* **To do**
Stop after the line holding "[pin] barb on". Repeat exactly every line before it in the records below, that line too, and leave out the pictures.

######

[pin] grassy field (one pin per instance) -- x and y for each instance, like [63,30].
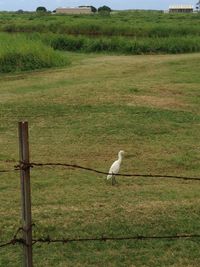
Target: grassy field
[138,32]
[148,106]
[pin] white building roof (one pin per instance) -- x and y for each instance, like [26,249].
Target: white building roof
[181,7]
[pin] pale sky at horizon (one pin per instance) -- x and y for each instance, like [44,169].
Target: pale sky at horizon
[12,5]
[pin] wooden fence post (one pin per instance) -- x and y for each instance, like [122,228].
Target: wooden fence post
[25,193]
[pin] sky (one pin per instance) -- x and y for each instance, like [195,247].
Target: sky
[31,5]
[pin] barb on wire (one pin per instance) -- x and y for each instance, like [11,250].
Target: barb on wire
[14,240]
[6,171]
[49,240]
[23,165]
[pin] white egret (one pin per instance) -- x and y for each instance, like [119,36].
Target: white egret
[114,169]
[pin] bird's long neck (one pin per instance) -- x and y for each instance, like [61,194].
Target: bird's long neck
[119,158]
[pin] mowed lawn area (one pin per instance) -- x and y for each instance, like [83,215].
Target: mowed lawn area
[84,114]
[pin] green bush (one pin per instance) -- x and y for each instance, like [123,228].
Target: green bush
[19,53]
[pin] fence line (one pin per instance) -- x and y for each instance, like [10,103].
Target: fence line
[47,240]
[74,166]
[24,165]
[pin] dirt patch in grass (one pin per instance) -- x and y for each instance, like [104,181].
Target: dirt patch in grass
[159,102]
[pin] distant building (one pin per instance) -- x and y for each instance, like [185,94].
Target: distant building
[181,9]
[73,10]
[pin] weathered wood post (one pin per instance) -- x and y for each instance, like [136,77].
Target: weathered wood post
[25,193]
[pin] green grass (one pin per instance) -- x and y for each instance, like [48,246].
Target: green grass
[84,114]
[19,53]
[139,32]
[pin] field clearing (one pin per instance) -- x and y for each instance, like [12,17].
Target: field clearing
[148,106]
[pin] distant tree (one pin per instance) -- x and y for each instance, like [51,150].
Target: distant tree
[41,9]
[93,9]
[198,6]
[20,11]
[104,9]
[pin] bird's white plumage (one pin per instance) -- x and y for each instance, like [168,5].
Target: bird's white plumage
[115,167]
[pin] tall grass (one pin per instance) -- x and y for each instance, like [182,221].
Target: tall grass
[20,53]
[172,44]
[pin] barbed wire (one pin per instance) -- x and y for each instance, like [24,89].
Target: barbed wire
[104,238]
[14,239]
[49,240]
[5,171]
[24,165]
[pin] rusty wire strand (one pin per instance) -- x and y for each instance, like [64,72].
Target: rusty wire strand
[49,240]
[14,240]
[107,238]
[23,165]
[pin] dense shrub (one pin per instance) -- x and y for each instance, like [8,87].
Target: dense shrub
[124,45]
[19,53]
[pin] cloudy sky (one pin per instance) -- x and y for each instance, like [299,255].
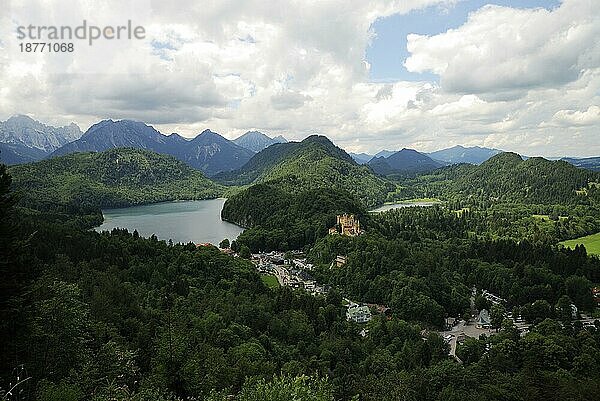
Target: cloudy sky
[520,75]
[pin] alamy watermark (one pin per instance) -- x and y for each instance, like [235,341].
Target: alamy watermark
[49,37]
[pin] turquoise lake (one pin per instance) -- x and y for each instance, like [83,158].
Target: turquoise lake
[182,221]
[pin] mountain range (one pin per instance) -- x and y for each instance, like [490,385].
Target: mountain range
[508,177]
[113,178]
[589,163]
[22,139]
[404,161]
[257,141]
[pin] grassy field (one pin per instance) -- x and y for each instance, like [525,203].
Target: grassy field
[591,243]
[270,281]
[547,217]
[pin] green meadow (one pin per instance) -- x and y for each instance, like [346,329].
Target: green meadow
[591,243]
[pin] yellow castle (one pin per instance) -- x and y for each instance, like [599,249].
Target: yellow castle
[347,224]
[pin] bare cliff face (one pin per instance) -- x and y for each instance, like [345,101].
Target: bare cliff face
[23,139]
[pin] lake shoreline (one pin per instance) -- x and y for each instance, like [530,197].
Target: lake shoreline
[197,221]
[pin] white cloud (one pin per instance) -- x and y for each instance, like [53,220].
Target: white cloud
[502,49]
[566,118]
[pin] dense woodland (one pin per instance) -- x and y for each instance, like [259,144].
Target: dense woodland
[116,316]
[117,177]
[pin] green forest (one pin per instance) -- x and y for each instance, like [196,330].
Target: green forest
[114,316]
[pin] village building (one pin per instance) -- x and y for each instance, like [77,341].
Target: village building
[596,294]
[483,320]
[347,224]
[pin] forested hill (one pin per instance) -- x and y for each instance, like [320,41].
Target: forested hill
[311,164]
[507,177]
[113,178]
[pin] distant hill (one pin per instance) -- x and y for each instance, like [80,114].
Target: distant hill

######

* **Problem solution**
[pin] grassy field (one pin per instance) -- x and y for each instance, like [63,30].
Target: grassy field
[138,32]
[148,106]
[pin] white building roof (one pin per instance) -- x and y for each instance, like [26,249].
Target: white building roof
[181,7]
[pin] pale sky at horizon (one pin per instance) -- x and y for each instance, like [44,169].
Target: pale sky at horizon
[12,5]
[pin] wooden fence post (one pin per instance) -- x and y for each instance, like [122,228].
Target: wooden fence post
[25,193]
[pin] sky (one pin per instance) -- x and y for each instance, like [195,247].
Target: sky
[31,5]
[pin] barb on wire (one pin per instance) -- x and y for each instance, like [11,250].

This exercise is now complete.